Rewrite the data from the line that has "tree in this photo." through the end of the data, putting "evaluation" in place of "benchmark" and leaving everything else as it is.

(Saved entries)
★ ★ ★

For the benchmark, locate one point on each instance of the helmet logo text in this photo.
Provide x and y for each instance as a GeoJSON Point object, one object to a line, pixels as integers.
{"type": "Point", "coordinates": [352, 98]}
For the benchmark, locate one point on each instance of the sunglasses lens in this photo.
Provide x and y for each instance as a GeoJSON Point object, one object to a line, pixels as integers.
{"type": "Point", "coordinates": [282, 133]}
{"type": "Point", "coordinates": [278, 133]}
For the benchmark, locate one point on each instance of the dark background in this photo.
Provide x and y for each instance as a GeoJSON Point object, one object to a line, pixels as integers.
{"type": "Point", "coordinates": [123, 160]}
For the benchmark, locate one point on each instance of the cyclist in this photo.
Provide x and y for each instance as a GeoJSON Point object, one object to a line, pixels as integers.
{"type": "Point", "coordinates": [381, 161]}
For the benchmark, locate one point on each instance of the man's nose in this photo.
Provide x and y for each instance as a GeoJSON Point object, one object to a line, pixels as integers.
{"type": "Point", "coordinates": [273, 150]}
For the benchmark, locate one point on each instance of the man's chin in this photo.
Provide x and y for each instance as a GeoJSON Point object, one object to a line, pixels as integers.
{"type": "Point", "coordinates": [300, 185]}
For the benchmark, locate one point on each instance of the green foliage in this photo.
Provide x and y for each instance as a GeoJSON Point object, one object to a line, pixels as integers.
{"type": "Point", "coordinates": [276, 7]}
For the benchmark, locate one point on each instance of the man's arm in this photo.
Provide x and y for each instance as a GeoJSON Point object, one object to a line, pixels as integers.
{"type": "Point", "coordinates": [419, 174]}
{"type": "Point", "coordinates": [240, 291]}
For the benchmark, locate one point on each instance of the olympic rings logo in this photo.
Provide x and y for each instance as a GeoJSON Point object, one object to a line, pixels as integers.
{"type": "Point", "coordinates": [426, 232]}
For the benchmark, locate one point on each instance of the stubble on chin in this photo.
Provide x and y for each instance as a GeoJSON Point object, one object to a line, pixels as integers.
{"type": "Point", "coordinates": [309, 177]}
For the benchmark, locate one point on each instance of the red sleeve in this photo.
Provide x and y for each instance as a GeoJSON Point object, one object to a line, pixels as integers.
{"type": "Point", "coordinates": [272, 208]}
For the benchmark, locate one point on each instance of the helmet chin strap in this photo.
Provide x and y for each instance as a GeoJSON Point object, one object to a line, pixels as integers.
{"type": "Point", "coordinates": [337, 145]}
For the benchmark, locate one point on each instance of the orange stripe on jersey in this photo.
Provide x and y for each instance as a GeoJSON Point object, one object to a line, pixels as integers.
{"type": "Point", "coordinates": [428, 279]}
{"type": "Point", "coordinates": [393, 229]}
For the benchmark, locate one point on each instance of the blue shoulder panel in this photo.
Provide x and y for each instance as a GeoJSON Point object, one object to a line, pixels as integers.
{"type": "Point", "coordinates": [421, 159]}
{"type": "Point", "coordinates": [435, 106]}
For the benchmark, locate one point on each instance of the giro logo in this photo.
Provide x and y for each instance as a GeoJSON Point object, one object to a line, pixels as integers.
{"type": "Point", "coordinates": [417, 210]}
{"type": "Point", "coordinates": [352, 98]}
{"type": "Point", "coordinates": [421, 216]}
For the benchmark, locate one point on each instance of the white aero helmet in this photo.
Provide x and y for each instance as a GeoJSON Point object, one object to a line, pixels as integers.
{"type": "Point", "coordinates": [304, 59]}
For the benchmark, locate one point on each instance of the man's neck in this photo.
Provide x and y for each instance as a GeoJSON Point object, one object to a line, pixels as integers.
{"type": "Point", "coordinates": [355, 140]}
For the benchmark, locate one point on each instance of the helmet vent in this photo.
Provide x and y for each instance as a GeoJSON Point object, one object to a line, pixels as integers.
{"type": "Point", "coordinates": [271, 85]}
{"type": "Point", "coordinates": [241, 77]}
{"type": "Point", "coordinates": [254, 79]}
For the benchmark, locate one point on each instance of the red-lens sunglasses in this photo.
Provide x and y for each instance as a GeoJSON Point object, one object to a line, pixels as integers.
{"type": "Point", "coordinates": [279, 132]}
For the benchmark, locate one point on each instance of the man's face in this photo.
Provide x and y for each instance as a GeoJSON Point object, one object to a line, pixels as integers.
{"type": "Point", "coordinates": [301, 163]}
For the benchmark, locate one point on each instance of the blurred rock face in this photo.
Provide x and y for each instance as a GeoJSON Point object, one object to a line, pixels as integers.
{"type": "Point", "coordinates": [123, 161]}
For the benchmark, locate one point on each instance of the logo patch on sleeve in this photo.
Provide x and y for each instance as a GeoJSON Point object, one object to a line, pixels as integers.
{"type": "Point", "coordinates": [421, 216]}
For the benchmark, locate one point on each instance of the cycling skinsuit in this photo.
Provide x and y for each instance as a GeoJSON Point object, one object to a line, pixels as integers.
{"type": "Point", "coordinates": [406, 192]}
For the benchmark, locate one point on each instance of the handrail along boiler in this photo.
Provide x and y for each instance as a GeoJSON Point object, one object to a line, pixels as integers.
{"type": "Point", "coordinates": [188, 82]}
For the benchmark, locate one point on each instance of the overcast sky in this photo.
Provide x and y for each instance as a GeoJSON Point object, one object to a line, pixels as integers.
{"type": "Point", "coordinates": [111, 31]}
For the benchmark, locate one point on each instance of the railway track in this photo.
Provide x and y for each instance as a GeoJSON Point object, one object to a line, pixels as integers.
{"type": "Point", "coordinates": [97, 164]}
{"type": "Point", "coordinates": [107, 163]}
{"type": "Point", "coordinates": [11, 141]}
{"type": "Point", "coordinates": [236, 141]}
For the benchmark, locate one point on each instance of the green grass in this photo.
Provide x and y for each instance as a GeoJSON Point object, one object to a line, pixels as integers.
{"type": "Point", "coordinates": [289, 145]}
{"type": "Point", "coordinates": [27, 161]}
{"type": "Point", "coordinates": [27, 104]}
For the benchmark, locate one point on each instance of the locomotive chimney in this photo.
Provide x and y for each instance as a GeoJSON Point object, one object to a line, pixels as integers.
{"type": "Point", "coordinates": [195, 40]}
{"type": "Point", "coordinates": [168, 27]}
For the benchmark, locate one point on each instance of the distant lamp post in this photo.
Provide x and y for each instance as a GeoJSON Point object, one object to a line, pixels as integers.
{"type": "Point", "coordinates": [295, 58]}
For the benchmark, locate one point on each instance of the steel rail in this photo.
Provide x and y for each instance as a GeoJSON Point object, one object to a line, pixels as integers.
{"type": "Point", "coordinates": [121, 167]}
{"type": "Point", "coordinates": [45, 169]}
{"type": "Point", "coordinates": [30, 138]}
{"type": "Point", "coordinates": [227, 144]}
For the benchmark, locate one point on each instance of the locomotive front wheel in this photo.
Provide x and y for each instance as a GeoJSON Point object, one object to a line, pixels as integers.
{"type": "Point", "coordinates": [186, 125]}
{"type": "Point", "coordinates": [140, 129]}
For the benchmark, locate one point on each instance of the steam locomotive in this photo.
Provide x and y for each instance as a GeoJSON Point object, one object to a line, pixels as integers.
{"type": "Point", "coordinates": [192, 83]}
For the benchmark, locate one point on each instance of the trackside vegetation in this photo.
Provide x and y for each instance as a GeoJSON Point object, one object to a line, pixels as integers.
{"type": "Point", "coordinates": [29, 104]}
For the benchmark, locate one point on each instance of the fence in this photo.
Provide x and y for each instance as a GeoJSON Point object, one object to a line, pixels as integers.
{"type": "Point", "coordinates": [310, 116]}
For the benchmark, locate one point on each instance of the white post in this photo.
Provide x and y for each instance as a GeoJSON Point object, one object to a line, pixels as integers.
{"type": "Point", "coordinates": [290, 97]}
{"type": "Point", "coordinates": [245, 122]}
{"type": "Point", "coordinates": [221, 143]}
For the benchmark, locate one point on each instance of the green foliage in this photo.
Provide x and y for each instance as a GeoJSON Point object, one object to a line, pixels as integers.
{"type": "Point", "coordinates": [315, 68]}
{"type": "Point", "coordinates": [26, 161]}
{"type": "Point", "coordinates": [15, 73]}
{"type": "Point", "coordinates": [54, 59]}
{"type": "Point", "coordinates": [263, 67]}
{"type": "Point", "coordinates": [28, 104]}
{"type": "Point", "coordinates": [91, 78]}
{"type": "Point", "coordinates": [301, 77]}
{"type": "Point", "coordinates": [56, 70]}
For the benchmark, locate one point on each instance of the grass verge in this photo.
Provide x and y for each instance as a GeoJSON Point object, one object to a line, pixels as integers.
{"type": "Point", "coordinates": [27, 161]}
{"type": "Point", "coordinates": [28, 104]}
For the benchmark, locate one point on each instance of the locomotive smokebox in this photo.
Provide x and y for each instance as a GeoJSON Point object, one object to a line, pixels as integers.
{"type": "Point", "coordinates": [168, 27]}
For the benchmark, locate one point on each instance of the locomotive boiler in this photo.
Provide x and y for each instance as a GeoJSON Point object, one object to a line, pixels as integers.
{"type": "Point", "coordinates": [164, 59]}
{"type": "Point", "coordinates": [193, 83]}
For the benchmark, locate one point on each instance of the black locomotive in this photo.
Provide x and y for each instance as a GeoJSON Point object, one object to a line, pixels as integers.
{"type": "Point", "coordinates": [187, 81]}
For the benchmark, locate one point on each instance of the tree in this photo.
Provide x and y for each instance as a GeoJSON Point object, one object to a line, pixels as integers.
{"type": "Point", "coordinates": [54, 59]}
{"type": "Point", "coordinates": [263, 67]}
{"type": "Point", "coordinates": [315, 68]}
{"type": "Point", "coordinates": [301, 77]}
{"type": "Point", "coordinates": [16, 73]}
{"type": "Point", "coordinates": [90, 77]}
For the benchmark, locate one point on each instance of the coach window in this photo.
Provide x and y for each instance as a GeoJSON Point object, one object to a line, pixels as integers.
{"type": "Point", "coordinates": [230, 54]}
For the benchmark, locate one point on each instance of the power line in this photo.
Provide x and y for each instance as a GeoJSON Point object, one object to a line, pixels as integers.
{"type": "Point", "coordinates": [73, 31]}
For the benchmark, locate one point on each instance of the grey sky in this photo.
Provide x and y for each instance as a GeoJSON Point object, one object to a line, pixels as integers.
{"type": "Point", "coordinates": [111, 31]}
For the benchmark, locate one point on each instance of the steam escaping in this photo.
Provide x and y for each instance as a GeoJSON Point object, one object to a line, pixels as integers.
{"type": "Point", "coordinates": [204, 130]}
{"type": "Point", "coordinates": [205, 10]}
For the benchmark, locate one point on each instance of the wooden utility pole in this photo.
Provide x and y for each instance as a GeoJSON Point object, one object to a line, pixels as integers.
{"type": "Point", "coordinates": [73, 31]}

★ ★ ★

• Result of this exercise:
For the evaluation, locate one point on each instance of the tree in this photo.
Provide x and y for each instance as a GeoJSON Point object, one object to a line, pixels as integers.
{"type": "Point", "coordinates": [54, 59]}
{"type": "Point", "coordinates": [263, 67]}
{"type": "Point", "coordinates": [315, 68]}
{"type": "Point", "coordinates": [301, 77]}
{"type": "Point", "coordinates": [16, 73]}
{"type": "Point", "coordinates": [90, 77]}
For the evaluation, locate one point on each instance of the coach window in this photo.
Provide x and y for each instance as a GeoJSON Point object, one object to a line, pixels as integers.
{"type": "Point", "coordinates": [230, 54]}
For the evaluation, locate one point on each instance of the power line in this photo.
Provide x and y for each instance as a GeoJSON Point object, one object to a line, pixels as integers.
{"type": "Point", "coordinates": [73, 31]}
For the evaluation, locate one point on each instance of the grey sky in this photo.
Provide x and y for each instance as a GeoJSON Point object, one object to a line, pixels as integers.
{"type": "Point", "coordinates": [111, 31]}
For the evaluation, locate one point on each instance of the steam escaping in this photo.
Provide x and y for each instance as a GeoJSON Point object, one object to a line, pixels as integers.
{"type": "Point", "coordinates": [204, 130]}
{"type": "Point", "coordinates": [205, 10]}
For the evaluation, locate one point on each instance of the wooden utility pole in this photo.
Provide x and y for each instance as a GeoJSON Point object, one object to a line, pixels as integers.
{"type": "Point", "coordinates": [73, 31]}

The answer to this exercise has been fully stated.